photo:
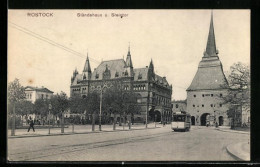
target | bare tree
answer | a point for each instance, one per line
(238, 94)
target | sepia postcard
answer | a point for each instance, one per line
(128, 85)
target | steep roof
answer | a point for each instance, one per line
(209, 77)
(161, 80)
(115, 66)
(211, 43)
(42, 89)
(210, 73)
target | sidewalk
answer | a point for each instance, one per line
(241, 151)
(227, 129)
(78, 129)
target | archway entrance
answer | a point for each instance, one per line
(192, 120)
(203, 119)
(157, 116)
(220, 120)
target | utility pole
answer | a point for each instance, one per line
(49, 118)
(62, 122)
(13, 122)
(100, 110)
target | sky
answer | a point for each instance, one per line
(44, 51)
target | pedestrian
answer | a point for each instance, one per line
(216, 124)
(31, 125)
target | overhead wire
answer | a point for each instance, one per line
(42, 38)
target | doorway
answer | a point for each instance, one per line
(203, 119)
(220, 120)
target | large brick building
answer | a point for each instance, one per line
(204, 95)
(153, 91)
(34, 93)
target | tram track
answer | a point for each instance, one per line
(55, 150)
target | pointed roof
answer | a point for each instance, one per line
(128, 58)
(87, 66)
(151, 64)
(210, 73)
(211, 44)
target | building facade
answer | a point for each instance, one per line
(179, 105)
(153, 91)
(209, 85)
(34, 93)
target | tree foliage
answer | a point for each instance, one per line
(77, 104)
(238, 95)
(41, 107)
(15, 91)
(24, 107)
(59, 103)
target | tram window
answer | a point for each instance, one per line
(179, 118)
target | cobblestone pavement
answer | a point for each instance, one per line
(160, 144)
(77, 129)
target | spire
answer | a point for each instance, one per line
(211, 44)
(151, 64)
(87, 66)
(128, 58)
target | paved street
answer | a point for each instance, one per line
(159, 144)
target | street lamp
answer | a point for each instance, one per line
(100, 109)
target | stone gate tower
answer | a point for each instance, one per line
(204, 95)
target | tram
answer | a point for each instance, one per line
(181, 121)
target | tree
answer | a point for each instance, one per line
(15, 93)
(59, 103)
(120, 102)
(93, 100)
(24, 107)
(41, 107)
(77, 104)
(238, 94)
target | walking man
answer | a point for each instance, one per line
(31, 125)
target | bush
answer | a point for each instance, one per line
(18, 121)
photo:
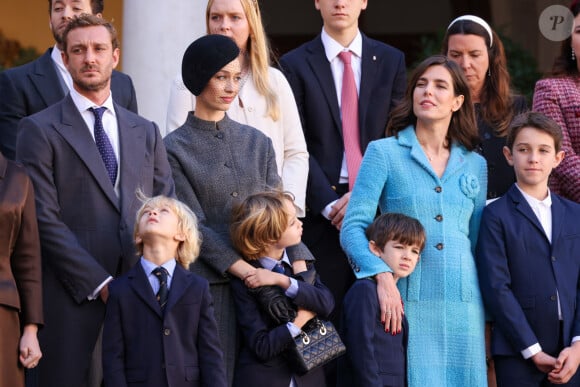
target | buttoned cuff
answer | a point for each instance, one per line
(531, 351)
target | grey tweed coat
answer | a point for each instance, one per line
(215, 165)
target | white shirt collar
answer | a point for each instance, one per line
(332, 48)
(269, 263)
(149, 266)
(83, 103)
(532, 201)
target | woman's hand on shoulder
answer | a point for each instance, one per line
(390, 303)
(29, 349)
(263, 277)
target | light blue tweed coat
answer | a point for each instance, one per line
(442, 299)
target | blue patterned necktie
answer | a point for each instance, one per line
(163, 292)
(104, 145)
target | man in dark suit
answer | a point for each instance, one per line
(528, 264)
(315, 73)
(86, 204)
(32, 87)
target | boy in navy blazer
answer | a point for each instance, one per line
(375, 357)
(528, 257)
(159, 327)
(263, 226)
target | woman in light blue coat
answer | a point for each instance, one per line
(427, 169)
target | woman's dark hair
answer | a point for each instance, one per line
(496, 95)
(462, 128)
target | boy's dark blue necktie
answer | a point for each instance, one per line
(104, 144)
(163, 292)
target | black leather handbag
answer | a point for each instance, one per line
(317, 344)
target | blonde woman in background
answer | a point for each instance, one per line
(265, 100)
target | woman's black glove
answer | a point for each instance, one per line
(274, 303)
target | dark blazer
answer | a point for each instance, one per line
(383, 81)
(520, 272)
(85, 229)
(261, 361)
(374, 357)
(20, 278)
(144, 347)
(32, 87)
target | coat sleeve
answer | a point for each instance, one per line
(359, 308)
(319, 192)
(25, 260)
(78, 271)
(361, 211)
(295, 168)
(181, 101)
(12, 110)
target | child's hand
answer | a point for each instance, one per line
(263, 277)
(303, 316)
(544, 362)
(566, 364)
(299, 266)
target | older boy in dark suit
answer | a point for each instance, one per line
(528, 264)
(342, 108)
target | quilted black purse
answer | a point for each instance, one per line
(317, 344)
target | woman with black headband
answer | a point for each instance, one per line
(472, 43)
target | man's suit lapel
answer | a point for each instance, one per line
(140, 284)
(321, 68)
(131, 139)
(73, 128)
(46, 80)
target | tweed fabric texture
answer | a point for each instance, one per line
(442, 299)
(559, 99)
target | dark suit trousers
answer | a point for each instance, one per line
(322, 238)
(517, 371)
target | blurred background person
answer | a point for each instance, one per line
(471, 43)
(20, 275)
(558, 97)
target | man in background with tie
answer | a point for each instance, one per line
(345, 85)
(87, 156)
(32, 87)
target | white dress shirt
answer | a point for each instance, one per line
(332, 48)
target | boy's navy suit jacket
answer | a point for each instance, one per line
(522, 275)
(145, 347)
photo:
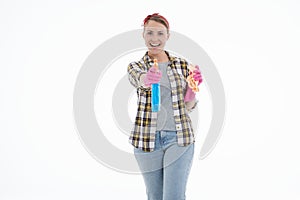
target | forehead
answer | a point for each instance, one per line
--------------------------------
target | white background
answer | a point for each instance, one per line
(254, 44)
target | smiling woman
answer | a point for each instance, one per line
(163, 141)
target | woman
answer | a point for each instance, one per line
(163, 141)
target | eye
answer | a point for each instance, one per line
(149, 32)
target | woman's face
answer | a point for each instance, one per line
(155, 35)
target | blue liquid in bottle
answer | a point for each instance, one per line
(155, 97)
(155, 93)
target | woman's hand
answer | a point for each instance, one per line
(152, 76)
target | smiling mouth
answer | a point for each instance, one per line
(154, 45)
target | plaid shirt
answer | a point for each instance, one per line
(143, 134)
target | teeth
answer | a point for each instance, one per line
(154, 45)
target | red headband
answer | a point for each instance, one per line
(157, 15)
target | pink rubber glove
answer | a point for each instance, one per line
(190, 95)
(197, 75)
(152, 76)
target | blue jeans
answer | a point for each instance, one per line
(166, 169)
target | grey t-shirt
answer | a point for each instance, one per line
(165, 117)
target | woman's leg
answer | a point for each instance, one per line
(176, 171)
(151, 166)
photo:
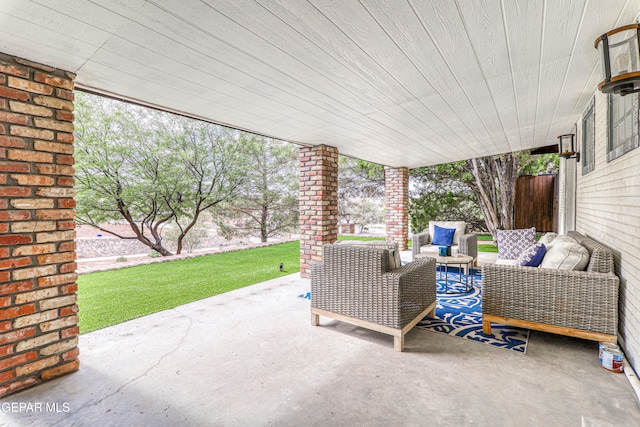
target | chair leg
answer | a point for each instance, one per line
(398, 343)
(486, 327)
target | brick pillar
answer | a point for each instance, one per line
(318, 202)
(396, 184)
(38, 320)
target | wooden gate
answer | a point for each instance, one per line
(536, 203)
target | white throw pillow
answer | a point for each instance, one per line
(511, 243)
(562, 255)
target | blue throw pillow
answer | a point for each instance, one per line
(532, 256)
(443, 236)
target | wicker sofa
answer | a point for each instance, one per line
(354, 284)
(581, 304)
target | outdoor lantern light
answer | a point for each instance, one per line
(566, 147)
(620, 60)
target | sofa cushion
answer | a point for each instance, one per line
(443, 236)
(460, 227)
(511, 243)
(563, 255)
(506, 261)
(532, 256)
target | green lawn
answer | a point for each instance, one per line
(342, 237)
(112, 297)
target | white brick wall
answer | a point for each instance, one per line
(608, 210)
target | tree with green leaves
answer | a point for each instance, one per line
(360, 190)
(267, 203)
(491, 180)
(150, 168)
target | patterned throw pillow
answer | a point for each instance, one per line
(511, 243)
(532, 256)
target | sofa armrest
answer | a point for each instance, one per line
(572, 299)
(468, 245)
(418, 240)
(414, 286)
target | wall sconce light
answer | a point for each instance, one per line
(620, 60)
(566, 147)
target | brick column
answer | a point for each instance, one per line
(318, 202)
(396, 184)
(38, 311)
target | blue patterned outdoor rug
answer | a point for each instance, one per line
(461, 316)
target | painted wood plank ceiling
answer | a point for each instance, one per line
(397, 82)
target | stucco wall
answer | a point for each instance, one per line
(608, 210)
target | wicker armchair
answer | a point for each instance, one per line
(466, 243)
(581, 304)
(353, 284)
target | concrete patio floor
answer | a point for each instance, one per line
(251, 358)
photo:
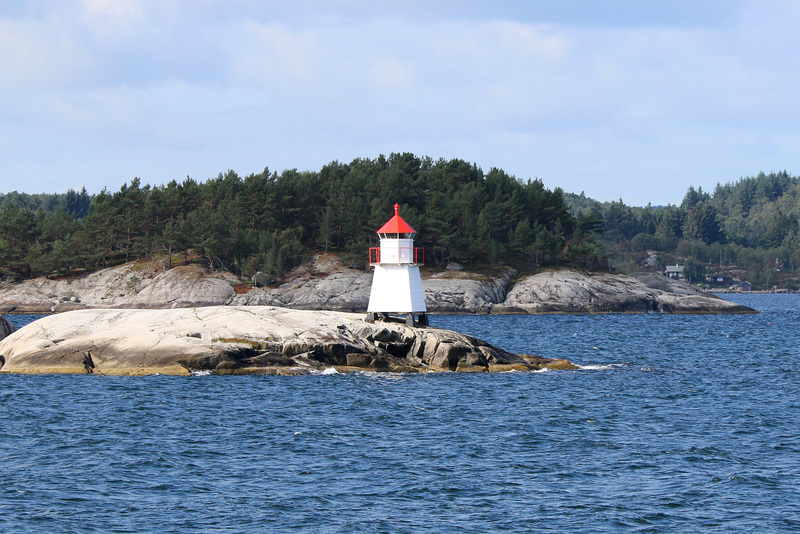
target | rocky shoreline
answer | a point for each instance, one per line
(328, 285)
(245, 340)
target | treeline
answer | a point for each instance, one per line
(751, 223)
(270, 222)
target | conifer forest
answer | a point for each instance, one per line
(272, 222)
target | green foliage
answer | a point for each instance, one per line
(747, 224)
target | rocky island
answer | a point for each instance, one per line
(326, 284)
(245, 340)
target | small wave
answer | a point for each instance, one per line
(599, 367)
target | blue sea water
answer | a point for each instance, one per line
--------------------------------
Problem description: Locate every line in the rows above that contains the string "black", matching case exactly, and copy each of those lines.

Result of the task:
target | black leather handbag
target | woman's black glove
target | quilted black purse
target | woman with black headband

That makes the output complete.